• Zadanie do wykonania: Zaktualizuj wszystkie poniższe linie, zamieniając „thickest part” na „widest part”. Reszta tekstu ma pozostać bez zmian.

• Dane:
⁂

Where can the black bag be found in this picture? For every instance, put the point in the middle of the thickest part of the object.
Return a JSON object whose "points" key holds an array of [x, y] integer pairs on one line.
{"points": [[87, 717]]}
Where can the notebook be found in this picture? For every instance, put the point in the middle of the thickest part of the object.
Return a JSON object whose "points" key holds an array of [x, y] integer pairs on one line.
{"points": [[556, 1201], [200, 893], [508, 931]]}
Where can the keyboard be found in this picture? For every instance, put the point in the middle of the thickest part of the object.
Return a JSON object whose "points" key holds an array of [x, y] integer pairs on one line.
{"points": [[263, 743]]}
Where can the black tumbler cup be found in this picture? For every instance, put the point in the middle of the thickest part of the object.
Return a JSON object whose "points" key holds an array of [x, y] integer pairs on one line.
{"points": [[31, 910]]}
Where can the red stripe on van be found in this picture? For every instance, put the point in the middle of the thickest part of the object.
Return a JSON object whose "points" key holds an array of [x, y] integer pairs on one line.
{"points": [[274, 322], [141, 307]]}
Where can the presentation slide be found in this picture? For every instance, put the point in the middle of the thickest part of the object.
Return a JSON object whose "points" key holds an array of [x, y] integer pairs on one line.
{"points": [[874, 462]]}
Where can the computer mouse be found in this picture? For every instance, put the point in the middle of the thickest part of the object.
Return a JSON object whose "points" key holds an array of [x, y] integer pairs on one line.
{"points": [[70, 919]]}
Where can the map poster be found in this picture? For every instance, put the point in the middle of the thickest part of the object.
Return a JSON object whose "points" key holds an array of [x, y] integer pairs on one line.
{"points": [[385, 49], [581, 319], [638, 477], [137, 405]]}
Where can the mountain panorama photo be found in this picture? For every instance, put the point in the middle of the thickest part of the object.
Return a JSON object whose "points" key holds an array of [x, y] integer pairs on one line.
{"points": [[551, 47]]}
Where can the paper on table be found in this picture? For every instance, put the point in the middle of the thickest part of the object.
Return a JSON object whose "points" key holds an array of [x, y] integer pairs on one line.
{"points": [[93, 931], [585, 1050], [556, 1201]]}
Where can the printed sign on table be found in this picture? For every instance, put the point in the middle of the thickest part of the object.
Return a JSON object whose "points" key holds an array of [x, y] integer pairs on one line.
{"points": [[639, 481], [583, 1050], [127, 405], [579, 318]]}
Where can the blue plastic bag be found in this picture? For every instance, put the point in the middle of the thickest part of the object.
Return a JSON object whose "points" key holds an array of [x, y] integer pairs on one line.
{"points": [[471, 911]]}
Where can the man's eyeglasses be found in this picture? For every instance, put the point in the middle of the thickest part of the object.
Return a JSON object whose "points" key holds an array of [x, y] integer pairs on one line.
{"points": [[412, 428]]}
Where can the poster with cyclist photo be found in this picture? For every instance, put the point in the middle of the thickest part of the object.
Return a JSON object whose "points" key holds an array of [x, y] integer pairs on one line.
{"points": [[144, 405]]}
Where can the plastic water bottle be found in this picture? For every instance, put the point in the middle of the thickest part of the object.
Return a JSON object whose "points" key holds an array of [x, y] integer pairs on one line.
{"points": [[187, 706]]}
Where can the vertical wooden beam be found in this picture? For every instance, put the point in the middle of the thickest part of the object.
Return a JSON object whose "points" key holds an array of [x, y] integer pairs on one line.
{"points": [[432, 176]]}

⁂

• Odpowiedź do zadania:
Where can the black bag be found in this picture? For every instance, put the point in the middle of the widest part of the object.
Return a JSON object whose "points" key holds an array of [x, y] integer pairs on one line.
{"points": [[87, 717]]}
Where can the notebook be found in this picture? For every instance, put the point in the middle of the widest part of the object.
Return a JSON object whose "points" key holds an array of [x, y] integer pairs on one line.
{"points": [[556, 1201], [200, 893], [508, 931]]}
Where can the keyboard be found in this picture? For every instance, put the point in the middle of the widest part of the object.
Return a JSON object whose "points" key holds an array of [x, y] integer pairs on one line.
{"points": [[263, 743]]}
Where can the black tumbler cup be found in this picture? For every instance, put the point in the middle of the widest part of the object.
Return a JSON object whose "points" key holds an array of [x, y] integer pairs on one line.
{"points": [[31, 910]]}
Where can the red stripe on van be found in this picture? For every instance, put the point in the middle of the widest part of the object.
Return a JSON object whose "points" key holds an array of [x, y] integer pairs on one line.
{"points": [[274, 322], [141, 307]]}
Where can the presentation slide be found in this picture? For every instance, put the point in the middle of the widest part of the object.
Return a JSON object whose "points" key holds an array of [x, y] integer pairs on one line.
{"points": [[874, 462]]}
Where can the computer mouse be found in this picture? For every instance, put the point in the middle of the widest part of the object.
Return a JSON object whose "points" key holds an array of [x, y] integer pairs on one line.
{"points": [[70, 919]]}
Where can the map poster be found in this picture? For every instance, put the point in the middle of the widest part of the object.
Return a JSON object whose "points" key holds an array of [x, y] integer pairs on one line.
{"points": [[385, 49], [581, 319], [638, 477], [137, 405]]}
Where can the mountain panorama photo be found in this picture? For every instance, put the point in the middle of the widest part of the object.
Return a JSON object whose "points" key holds an array of [x, y] integer pairs on one line.
{"points": [[551, 47]]}
Where can the paper on table be found in this picture? For every instance, put the point in the middle of the widest part of the object.
Return a JSON object whose "points" key holds an array of [x, y] integer pairs on one line.
{"points": [[93, 931], [585, 1050], [556, 1201]]}
Where can the printed sign on table be found in this picture? For every instance, put the point in the middle of the widest part of the object.
Return a JSON object whose "points" key holds an array of [x, y] integer pairs on one line.
{"points": [[639, 481], [583, 1050], [127, 405], [579, 318]]}
Where can the blue plastic bag be found in this picture? For every instance, put the point in the middle of the widest part of the object.
Return a JSON object whose "points" key holds an array of [x, y] integer pairs on one line.
{"points": [[471, 911]]}
Where can the man's eyeglasses be found in this picture? For every instance, put the point in the middle of the widest part of the object.
Return a JSON object whose "points" key holds an array of [x, y] integer pairs on one line.
{"points": [[412, 428]]}
Where can the poster with cyclist photo be found in this picture? For every instance, put the point in the middle of the widest part of the object.
Return a JSON object whose "points" key holds an array of [x, y] integer pairs on one line.
{"points": [[144, 405]]}
Where can the plastic water bottle be found in this picture? For every instance, put the point in the middle of the widest part of the object.
Return a JSON object whose "points" key holds an array of [x, y] integer pairs on one line.
{"points": [[187, 706]]}
Where can the vertical wooden beam be found in this picture? For every instance, put the point in the middle of the widest part of the object.
Return a JSON object whose "points" key holds an array of [x, y] integer pairs on one line.
{"points": [[432, 176]]}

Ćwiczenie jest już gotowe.